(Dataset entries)
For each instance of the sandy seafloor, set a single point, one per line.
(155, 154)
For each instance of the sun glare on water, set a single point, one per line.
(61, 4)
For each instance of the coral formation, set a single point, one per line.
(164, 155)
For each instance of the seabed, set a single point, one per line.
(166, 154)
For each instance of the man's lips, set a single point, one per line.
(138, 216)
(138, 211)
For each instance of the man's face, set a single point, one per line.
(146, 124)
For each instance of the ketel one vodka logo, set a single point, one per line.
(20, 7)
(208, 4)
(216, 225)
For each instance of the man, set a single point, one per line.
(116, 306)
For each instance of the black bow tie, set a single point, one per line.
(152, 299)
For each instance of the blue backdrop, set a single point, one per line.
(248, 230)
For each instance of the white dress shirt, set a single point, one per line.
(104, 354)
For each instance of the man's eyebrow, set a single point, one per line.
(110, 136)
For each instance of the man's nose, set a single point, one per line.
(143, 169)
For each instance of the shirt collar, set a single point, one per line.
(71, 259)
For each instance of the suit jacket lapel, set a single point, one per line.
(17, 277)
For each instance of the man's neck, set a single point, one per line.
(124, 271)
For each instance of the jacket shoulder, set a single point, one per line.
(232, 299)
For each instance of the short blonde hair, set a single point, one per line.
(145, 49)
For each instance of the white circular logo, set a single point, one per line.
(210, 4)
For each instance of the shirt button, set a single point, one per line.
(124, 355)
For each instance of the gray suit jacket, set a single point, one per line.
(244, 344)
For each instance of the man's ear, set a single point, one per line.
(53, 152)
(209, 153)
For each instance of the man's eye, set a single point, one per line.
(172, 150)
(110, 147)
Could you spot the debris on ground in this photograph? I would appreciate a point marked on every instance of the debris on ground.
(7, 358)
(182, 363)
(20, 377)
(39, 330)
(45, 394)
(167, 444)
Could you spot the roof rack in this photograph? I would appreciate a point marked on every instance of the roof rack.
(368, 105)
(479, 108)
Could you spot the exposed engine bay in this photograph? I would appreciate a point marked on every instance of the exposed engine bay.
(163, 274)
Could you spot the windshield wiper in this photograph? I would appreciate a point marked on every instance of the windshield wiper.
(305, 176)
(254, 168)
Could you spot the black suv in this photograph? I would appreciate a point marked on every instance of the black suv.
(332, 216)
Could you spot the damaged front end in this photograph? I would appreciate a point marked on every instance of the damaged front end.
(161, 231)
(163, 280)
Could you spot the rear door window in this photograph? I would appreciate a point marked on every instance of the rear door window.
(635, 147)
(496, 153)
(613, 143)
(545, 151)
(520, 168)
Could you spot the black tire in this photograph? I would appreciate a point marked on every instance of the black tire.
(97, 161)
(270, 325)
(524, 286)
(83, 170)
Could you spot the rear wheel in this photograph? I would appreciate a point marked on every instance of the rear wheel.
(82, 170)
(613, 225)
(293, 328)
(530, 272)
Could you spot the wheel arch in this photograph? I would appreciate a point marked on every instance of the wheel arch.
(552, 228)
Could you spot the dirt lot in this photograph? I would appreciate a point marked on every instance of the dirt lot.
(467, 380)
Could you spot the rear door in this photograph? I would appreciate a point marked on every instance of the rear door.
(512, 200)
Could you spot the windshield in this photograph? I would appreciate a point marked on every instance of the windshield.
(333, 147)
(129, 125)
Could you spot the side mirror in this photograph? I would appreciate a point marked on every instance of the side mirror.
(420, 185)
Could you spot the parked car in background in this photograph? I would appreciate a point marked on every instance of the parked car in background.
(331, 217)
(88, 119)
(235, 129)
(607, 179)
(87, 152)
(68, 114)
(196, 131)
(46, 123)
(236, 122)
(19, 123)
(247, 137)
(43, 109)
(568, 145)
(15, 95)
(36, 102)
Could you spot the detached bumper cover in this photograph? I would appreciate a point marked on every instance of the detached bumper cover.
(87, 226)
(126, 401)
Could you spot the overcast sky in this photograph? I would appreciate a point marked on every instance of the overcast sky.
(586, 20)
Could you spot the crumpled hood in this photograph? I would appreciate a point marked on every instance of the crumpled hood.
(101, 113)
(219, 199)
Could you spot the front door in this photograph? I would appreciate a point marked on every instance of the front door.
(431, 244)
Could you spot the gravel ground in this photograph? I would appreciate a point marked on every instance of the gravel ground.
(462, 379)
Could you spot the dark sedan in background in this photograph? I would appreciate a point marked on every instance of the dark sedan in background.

*About this task:* Character for character, reproduce all of the lines above.

*Answer for this exercise:*
For each instance of the sandy seafloor, set a single point, one per line.
(155, 154)
For each instance of the sun glare on water, set a single point, one per line.
(61, 4)
For each instance of the coral formation, set a single point, one per line.
(164, 155)
For each instance of the seabed, set a single point, one per line.
(166, 154)
For each instance of the man's lips, set a single point, one per line.
(138, 216)
(138, 211)
For each instance of the man's face, set a single point, one per line.
(146, 124)
For each instance of the ketel one vodka logo, set a single point, one per line.
(20, 7)
(208, 4)
(216, 225)
For each instance of the man, set a single point, one per line.
(116, 306)
For each instance of the black bow tie, set a single point, one per line.
(152, 299)
For each instance of the blue backdrop, set a single point, one per line.
(248, 230)
For each instance of the white dress shirt, set a single point, one per line.
(104, 354)
For each instance of the man's eyebrow, set a single point, one per line.
(110, 136)
For each instance of the man's nose, set a single point, one per line.
(143, 169)
For each instance of the shirt collar, set a single point, one per line.
(71, 259)
For each instance of the suit jacket lapel, set a single point, one per line.
(17, 277)
For each instance of the man's neck, set a single point, one per line.
(124, 271)
For each instance of the jacket shoulder, set a single point, one per line.
(232, 299)
For each instance of the short blonde hair, set a single point, one per line.
(145, 49)
For each instance of the white circular logo, set a single point, one per line.
(210, 4)
For each instance of the shirt button, set a single point, one per line.
(124, 355)
For each instance of the gray suit jacket, set a single point, one per line.
(244, 344)
For each instance of the man's ear, set a single point, one per line.
(53, 152)
(209, 153)
For each instance of the man's eye, set a single point, one per line.
(172, 150)
(110, 147)
Could you spot the debris on ground in this photograph? I would appreciate a point marked on every instance of the debris on ground.
(7, 358)
(182, 363)
(20, 377)
(39, 330)
(45, 394)
(167, 444)
Could you spot the roof rack in this photograph? I would appreciate a point marked on every instance of the roof rack.
(368, 105)
(479, 108)
Could you spot the exposed engine bay in this photograph? I would appreciate a point marked on every instance of the exposed engine bay.
(163, 274)
Could you spot the windshield wiper in this photograph? I would appreciate a point marked on every instance of the windshield wiper.
(305, 176)
(254, 168)
Could you spot the black suv in this photograph? I would appreciate a point marked on every instance of the black suv.
(332, 216)
Could you spot the damaged front end in this photograph? I would appreciate a point marked on every instance of the damaged front end.
(161, 231)
(163, 280)
Could you spot the rear door window in this photograph? I would appreciate a point marked on every instance of the rear door window.
(635, 147)
(496, 153)
(613, 143)
(545, 151)
(520, 168)
Could you spot the black tire in this photograph? I would appreciate a point marked on every instance of the black tire.
(97, 161)
(270, 325)
(524, 286)
(83, 170)
Could you spot the rear wheel in this photograph? I would appreciate a point marked on every instance of the rear wheel.
(82, 170)
(613, 225)
(293, 328)
(530, 272)
Could you spot the wheel arch in this photograph? I would appreciate a point marked on every instance of the wheel arch.
(552, 228)
Could you spot the dirt lot in this photograph? I would appreciate a point marked on every instance of the dirt lot.
(467, 380)
Could you spot the rear door in this photograph? I would appreciate a point marked on every instance of the rear door.
(512, 200)
Could you spot the windshield in this photograph? I would appreciate a point marked on every instance of the windshield.
(333, 147)
(129, 125)
Could you spot the side mirror in this photograph? I would appreciate a point marked on every instance of the side mirror.
(420, 185)
Could you spot the parked car in background in this photograph? I would appreciate a point marked on every instance of the parked car in background.
(331, 217)
(88, 119)
(235, 129)
(607, 179)
(87, 152)
(68, 114)
(196, 131)
(46, 123)
(236, 122)
(19, 123)
(247, 137)
(43, 109)
(568, 145)
(15, 95)
(36, 102)
Could you spot the detached bumper cover in this photograph? I would appreciate a point marked on every instance of the detached bumper cover.
(87, 226)
(126, 401)
Could you spot the overcast sky in this photograph? I would appreciate a point marked on every instance of the overcast sky.
(586, 20)
Could you spot the crumpled hood in this photograph? I would appreciate a point marked on every instance of the crumpled hood.
(101, 113)
(219, 199)
Could you spot the front door in this photograph? I would appreciate a point marked on every instance of the front door.
(431, 244)
Could you spot the gravel ground in this photograph? I would appreciate a point marked on every instance of the gravel ground.
(462, 379)
Could you spot the dark sedan in background in this photograph? I would appreciate a point marked on every instance of the dark sedan in background.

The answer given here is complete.